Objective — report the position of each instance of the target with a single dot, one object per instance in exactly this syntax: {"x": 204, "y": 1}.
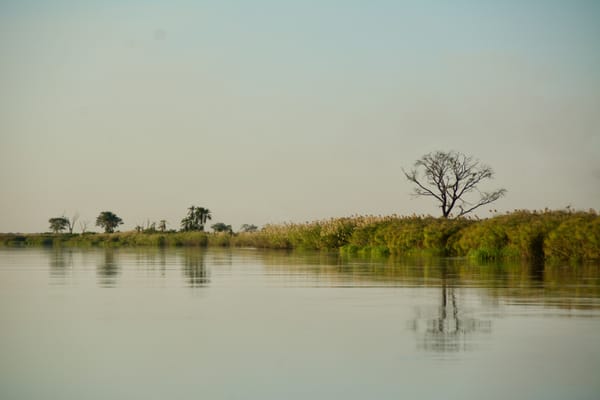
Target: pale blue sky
{"x": 273, "y": 111}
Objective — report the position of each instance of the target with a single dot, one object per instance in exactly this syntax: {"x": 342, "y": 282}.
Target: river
{"x": 188, "y": 323}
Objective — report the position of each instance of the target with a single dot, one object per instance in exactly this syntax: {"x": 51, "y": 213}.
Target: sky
{"x": 276, "y": 111}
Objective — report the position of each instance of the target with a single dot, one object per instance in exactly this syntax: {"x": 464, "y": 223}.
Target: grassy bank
{"x": 564, "y": 236}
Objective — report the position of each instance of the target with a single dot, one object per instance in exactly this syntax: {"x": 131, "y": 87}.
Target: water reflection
{"x": 448, "y": 329}
{"x": 194, "y": 268}
{"x": 60, "y": 261}
{"x": 108, "y": 269}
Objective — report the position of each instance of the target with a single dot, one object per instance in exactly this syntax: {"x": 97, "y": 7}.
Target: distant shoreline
{"x": 538, "y": 236}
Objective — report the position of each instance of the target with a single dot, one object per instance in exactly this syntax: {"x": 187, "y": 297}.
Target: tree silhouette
{"x": 195, "y": 219}
{"x": 58, "y": 224}
{"x": 222, "y": 227}
{"x": 449, "y": 177}
{"x": 109, "y": 221}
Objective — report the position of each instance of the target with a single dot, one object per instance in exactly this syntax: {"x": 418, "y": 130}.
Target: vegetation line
{"x": 564, "y": 236}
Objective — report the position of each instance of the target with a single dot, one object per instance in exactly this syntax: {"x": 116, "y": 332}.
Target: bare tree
{"x": 449, "y": 177}
{"x": 71, "y": 222}
{"x": 83, "y": 226}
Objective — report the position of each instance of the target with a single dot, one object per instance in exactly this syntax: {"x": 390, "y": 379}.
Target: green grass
{"x": 554, "y": 236}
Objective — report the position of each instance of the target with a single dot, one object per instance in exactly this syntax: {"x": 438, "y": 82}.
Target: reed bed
{"x": 546, "y": 235}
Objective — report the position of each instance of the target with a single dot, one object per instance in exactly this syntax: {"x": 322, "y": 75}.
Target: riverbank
{"x": 564, "y": 236}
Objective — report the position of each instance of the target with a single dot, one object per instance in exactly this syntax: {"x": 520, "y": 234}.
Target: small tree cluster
{"x": 195, "y": 219}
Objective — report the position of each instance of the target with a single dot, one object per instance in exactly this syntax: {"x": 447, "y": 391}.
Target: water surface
{"x": 248, "y": 324}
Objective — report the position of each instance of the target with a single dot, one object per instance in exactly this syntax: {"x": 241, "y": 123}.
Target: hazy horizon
{"x": 269, "y": 111}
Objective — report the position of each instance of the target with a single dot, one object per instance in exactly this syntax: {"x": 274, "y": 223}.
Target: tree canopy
{"x": 108, "y": 221}
{"x": 222, "y": 227}
{"x": 58, "y": 224}
{"x": 449, "y": 177}
{"x": 195, "y": 219}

══════════

EXERCISE: Collect every line of the records above that contains the word "tree", and reproduce each one in full.

SOLUTION TO THE EXERCISE:
Target: tree silhouette
Target: bare tree
Target: small tree cluster
Target: tree canopy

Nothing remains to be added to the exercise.